Dataset:
## begin

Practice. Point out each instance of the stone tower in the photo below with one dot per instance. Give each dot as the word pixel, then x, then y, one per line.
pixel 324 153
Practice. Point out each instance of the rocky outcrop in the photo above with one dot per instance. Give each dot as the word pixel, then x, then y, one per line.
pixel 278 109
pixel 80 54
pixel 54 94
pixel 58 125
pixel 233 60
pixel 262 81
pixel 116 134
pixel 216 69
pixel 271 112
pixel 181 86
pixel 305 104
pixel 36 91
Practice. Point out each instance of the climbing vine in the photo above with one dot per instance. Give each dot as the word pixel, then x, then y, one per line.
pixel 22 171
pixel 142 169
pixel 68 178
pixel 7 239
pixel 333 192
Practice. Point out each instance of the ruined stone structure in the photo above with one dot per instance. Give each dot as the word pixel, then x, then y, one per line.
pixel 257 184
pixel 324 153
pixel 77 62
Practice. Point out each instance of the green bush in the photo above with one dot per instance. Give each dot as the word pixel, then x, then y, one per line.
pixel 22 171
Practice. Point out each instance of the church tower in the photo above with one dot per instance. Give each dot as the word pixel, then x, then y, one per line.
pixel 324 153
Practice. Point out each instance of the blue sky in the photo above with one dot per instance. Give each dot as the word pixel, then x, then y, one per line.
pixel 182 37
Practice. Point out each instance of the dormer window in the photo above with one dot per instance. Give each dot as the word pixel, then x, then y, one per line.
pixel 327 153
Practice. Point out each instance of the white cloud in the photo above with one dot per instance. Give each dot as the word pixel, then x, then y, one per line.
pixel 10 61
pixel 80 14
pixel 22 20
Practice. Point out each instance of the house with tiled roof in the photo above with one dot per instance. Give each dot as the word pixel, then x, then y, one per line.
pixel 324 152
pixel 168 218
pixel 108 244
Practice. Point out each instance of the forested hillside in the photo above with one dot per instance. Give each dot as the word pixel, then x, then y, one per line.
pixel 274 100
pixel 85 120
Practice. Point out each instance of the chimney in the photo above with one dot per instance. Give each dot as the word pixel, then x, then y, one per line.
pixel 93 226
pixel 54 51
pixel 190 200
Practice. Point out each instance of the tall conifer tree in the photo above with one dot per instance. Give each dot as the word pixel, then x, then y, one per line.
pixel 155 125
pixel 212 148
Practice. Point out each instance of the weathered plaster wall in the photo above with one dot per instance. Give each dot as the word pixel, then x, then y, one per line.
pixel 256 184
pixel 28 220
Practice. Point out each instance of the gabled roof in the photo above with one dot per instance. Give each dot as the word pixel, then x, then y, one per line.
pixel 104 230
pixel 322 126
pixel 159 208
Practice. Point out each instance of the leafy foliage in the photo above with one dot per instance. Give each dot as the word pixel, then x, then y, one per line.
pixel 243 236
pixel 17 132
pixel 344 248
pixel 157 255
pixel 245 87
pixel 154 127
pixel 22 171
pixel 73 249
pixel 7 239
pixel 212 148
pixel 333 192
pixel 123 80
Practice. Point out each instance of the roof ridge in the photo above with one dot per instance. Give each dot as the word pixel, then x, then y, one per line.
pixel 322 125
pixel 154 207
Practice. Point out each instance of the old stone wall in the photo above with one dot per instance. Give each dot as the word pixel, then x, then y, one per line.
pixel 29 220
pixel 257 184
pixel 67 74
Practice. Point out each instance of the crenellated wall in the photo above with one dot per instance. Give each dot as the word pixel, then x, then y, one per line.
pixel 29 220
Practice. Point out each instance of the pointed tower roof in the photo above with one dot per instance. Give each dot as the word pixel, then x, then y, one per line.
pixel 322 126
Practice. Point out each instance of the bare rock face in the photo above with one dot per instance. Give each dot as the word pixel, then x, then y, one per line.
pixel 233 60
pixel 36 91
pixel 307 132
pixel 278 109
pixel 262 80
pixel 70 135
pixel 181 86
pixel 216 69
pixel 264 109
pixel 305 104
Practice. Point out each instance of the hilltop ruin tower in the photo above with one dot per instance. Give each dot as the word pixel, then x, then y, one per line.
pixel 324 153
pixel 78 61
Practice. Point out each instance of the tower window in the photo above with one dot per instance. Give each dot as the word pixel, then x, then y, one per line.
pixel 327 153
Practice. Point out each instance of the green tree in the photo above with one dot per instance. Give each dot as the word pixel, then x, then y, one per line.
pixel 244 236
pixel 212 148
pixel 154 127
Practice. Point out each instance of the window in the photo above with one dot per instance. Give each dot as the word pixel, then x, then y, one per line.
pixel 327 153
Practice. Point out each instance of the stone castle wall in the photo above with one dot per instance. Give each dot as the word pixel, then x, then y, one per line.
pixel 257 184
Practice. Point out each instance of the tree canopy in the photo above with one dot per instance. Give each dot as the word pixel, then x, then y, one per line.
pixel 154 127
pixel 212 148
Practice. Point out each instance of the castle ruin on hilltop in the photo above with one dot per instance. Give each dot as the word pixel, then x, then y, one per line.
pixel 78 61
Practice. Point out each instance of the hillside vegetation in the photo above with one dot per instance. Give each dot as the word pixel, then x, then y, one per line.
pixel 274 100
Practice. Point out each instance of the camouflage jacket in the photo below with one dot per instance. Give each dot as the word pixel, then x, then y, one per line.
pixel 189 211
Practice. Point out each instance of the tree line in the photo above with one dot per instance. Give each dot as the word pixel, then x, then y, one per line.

## end

The task: Rewrite the lines above as a JSON list of strings, with one string per line and any blank lines left out.

Answer in full:
[
  "Practice. Point out each instance of the stone tower in the photo below with one dot per instance. Give each dot as the word pixel, then x, then y, one per line.",
  "pixel 324 153",
  "Practice. Point out each instance of the rocky outcrop in the photo above with one dot per instance. Give each dot as the word pixel, then x, then y, one per line.",
  "pixel 278 109",
  "pixel 80 54",
  "pixel 54 94",
  "pixel 58 125",
  "pixel 233 60",
  "pixel 262 81",
  "pixel 116 134",
  "pixel 216 69",
  "pixel 271 112",
  "pixel 181 86",
  "pixel 305 104",
  "pixel 36 91",
  "Practice. Point out each instance of the climbing vine in the photo above with one dot per instance. Give each dot as the word pixel, then x, then y, one per line.",
  "pixel 22 171",
  "pixel 142 169",
  "pixel 68 178",
  "pixel 7 239",
  "pixel 333 192",
  "Practice. Point out each instance of the ruined stone structure in the photo above with one dot per instance. Give each dot as the word pixel, then x, then y, one per line.",
  "pixel 257 184",
  "pixel 324 153",
  "pixel 77 62",
  "Practice. Point out each instance of the green bush in the photo above with one dot per instance. Give each dot as the word pixel, then x, then y, one per line.",
  "pixel 22 171",
  "Practice. Point out each instance of the church tower in the photo above with one dot per instance. Give each dot as the word pixel, then x, then y, one per line.",
  "pixel 324 153",
  "Practice. Point out each instance of the blue sky in the photo above with one dot per instance. Give each dot as the word pixel, then x, then y, one per line.",
  "pixel 182 37",
  "Practice. Point out each instance of the dormer window in the photo above with one dot per instance. Give each dot as the word pixel, then x, then y, one per line.",
  "pixel 327 153",
  "Practice. Point out each instance of the white cloud in the photo above with one dot per instance. Give each dot as the word pixel, then x, then y, one per line.",
  "pixel 10 61",
  "pixel 80 14",
  "pixel 22 20",
  "Practice. Point out each instance of the house with tiled roof in the photo above with one dot per instance. Give each dot as the word pixel, then x, then y, one per line.",
  "pixel 324 152",
  "pixel 168 218",
  "pixel 108 244",
  "Practice. Point out each instance of the forested hillside in the photo above with one dot per instance. Give each dot as the word pixel, then x, then y, one per line.",
  "pixel 274 100",
  "pixel 85 120",
  "Practice. Point out each instance of the chimney in the photo above with one dot per instance. Give each dot as the word pixel, then x, then y, one per line.",
  "pixel 93 226",
  "pixel 54 51",
  "pixel 190 200",
  "Practice. Point out each instance of the tall conifer tree in the photo above with one dot per instance. Give each dot as the word pixel, then x, then y, one per line.",
  "pixel 155 125",
  "pixel 212 148",
  "Practice. Point out each instance of the weathered plaster wall in the photo above with one dot per instance. Give each dot as the word pixel, then x, then y, one per line.",
  "pixel 256 184",
  "pixel 28 220",
  "Practice. Point out each instance of the gabled roof in the photo above with one dot per instance. Give each dot as the word pixel, then x, then y, one per line.",
  "pixel 104 230",
  "pixel 322 126",
  "pixel 159 208",
  "Practice. Point out each instance of the leafy foliage in the photo above with one dot per instance. Give each dot as the word pixel, then x, then y, one per line.",
  "pixel 243 236",
  "pixel 17 132",
  "pixel 344 248",
  "pixel 157 255",
  "pixel 245 87",
  "pixel 154 127",
  "pixel 22 171",
  "pixel 73 249",
  "pixel 7 239",
  "pixel 212 148",
  "pixel 333 192",
  "pixel 123 80",
  "Practice. Point out each instance of the roof ridge in the photo above with one dot per instance. Give each dot as the word pixel, then x, then y, one per line.",
  "pixel 322 125",
  "pixel 154 207",
  "Practice. Point out each instance of the old stone wall in the photo above with one dot per instance. Give each dot as the word pixel, then x, then y, one per line.",
  "pixel 29 220",
  "pixel 257 184",
  "pixel 67 74",
  "Practice. Point out each instance of the crenellated wall in the photo above with one dot per instance. Give each dot as the word pixel, then x, then y, one per line.",
  "pixel 29 220",
  "Practice. Point out each instance of the pointed tower roof in the photo above with one dot per instance. Give each dot as the word pixel, then x, then y, one per line.",
  "pixel 322 126",
  "Practice. Point out each instance of the bare rock face in the photo above with one dot per instance. Give each dot as the word pixel, then x, then y, one per line.",
  "pixel 233 60",
  "pixel 36 91",
  "pixel 307 132",
  "pixel 278 109",
  "pixel 262 80",
  "pixel 70 135",
  "pixel 181 86",
  "pixel 216 69",
  "pixel 264 109",
  "pixel 305 104",
  "Practice. Point out each instance of the hilltop ruin tower in the photo above with one dot per instance. Give each dot as the word pixel, then x, then y, one per line.",
  "pixel 324 153",
  "pixel 78 61",
  "Practice. Point out each instance of the tower window in the photo above with one dot per instance. Give each dot as the word pixel, then x, then y, one per line.",
  "pixel 327 153",
  "Practice. Point out each instance of the green tree in the photo above with one dot per instance. Give each dot as the word pixel, then x, then y, one per line.",
  "pixel 244 236",
  "pixel 212 148",
  "pixel 154 127",
  "Practice. Point out each instance of the window in the photo above with one dot per instance. Give each dot as the word pixel, then x, then y, one per line.",
  "pixel 327 153",
  "Practice. Point out each instance of the stone castle wall in the photo above with one dot per instance. Give each dot as the word pixel, then x, then y, one per line.",
  "pixel 257 184",
  "Practice. Point out each instance of the tree canopy in the photo above with one dot per instance. Give each dot as the word pixel, then x, then y, one per line.",
  "pixel 154 127",
  "pixel 212 148",
  "Practice. Point out each instance of the castle ruin on hilltop in the photo above with one dot per instance. Give each dot as the word pixel, then x, then y, one per line.",
  "pixel 78 61",
  "Practice. Point out each instance of the hillside vegetation in the photo above with one dot per instance. Give each dot as the word pixel, then x, then y, one per line.",
  "pixel 274 100",
  "Practice. Point out each instance of the camouflage jacket in the photo below with one dot per instance. Give each dot as the word pixel, then x, then y, one per line.",
  "pixel 189 211",
  "Practice. Point out each instance of the tree line in the photo above with one dot per instance. Give each dot as the word pixel, then x, then y, one per line."
]